TAREA A REALIZAR ▸ Devuelve sin ningún cambio las líneas que van desde la que contiene "Provide one point per instance of the black" hasta la que contiene "[(248, 759), (161, 784), (730, 745)]", ambas incluidas.

LÍNEAS MOSTRADAS ▸
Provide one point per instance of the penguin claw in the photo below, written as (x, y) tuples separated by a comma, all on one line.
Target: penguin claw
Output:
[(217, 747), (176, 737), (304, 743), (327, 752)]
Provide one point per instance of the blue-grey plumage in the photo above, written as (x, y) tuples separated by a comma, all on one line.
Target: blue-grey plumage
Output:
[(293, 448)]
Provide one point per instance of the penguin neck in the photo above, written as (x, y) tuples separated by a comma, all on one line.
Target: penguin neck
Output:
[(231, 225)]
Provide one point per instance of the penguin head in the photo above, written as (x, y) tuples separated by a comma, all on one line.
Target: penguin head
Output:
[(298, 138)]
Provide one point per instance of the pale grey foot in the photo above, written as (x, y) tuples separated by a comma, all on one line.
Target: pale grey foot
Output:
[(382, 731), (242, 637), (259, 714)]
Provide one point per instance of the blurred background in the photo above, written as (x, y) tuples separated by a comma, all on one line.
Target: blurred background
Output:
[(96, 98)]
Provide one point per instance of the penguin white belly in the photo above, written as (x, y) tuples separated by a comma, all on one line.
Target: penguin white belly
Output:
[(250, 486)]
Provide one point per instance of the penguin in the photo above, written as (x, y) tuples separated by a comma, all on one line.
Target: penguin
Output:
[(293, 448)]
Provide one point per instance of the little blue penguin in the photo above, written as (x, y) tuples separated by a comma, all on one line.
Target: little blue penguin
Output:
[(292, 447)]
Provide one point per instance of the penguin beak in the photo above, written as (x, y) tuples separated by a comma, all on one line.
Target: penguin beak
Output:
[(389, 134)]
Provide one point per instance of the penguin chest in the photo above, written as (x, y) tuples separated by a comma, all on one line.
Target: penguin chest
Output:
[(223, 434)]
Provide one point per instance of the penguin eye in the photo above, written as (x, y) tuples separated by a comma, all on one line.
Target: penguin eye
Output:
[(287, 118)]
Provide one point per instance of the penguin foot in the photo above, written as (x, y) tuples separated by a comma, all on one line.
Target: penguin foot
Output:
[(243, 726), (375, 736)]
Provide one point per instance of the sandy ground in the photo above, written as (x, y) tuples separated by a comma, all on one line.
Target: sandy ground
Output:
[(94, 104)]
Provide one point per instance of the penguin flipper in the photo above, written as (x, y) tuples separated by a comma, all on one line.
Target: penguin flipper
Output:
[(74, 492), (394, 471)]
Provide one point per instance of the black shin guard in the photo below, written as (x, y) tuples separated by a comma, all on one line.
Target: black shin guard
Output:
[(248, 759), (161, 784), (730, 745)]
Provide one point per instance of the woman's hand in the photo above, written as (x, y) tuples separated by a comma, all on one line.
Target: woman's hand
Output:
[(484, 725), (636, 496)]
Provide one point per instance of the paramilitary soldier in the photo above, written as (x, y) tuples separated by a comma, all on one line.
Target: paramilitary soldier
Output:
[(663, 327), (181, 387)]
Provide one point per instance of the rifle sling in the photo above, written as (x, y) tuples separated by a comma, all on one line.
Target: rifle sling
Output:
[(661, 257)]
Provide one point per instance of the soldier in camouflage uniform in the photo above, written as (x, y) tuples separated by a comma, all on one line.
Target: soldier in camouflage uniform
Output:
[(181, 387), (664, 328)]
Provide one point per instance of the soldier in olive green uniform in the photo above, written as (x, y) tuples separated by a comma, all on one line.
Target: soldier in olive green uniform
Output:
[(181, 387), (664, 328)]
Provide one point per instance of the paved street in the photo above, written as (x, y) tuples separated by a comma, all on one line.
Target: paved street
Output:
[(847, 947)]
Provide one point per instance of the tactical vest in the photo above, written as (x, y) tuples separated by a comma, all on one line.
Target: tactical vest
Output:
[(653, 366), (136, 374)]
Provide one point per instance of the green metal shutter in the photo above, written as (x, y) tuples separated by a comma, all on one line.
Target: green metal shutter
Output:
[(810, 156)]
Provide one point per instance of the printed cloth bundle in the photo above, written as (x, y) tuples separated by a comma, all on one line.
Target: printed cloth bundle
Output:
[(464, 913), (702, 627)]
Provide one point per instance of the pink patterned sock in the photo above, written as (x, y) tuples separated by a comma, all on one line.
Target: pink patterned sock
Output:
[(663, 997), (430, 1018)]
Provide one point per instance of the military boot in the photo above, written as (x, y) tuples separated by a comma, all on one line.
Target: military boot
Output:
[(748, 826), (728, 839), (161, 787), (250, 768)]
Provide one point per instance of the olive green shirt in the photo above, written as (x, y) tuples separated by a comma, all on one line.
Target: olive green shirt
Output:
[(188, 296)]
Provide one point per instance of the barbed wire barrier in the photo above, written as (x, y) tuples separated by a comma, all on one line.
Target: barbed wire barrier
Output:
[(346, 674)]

RESPUESTA A CONTINUACIÓN ▸
Provide one point per instance of the black shin guard in the photo below, written as (x, y) tuples separated by a comma, all on one line.
Target: black shin guard
Output:
[(248, 759), (161, 784), (730, 745)]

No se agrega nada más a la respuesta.